** START DATASET ENTRIES **

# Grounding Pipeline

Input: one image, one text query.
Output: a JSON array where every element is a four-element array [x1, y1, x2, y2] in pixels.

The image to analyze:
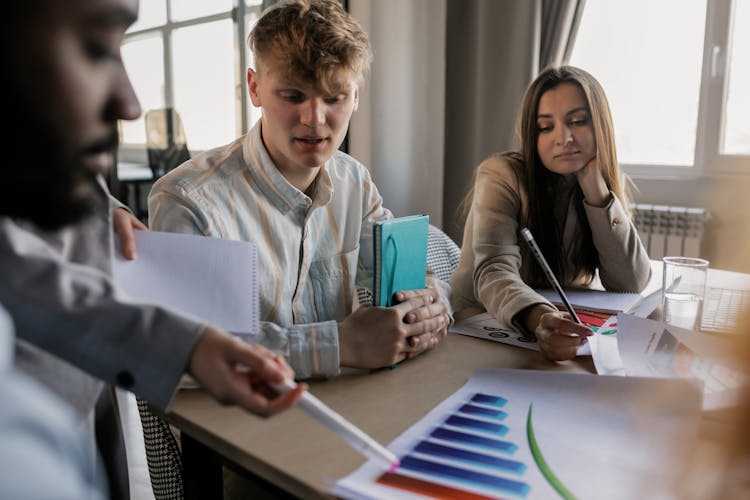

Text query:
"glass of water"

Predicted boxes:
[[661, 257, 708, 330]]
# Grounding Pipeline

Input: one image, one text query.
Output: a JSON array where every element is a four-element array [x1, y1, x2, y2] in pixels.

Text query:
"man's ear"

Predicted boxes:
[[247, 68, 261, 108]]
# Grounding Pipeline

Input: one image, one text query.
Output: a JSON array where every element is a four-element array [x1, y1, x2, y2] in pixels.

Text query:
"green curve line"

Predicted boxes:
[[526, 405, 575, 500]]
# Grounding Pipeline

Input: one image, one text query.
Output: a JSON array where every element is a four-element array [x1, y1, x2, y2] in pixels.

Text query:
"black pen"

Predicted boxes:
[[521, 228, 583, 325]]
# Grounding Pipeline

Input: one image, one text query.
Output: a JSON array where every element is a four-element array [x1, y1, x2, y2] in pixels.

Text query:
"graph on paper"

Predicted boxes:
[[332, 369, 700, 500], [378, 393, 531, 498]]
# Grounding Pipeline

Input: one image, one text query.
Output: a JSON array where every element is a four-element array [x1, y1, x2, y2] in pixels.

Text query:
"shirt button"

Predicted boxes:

** END DATASET ENTRIES **

### EXERCISE PROMPT
Copy every row above word for word, omitting any pictures.

### EXERCISE SOLUTION
# Grounding Pipeline

Input: one image, one text query.
Output: a JSON array where every element is a four-element array [x1, y1, x2, y2] in pixels.

The image to analyze:

Text query:
"glass of water"

Predicted boxes:
[[661, 257, 708, 330]]
# Grounding Pipeline

Input: one image, one text query.
Output: a JSON array where every element is a four-element array [x1, y1, x2, y2] in pixels.

Text query:
"man's ear"

Predicted boxes:
[[247, 68, 261, 108]]
# Grounding Pipeline

Input: one image, one text query.
Output: a JSON array where every element is a four-element array [x1, y1, x2, y2] in pixels.

Text query:
"green curve line"

Predicted boxes:
[[526, 405, 575, 500]]
# Grounding Pipeline

Input: one image, one text query.
Output: a JSON array where every element is a four-element array [x1, y1, x2, y2] in pixels.

Text query:
"black pen"

Predicted boxes:
[[521, 228, 583, 325]]
# Grounding Pipeline

Input: one image, one text query.
Output: a JSON array where every element is a four-element array [x1, y1, x2, y2] in pixels.

Text query:
"graph on paper"

Predicted boxes:
[[332, 369, 700, 500], [378, 393, 531, 498]]
# Grounding Pipeline

Input: one image, one text query.
Output: a JSON array where every element is a four-element array [x1, y1, x2, y2] in pixels.

Text query:
"shirt button"

Predicted boxes:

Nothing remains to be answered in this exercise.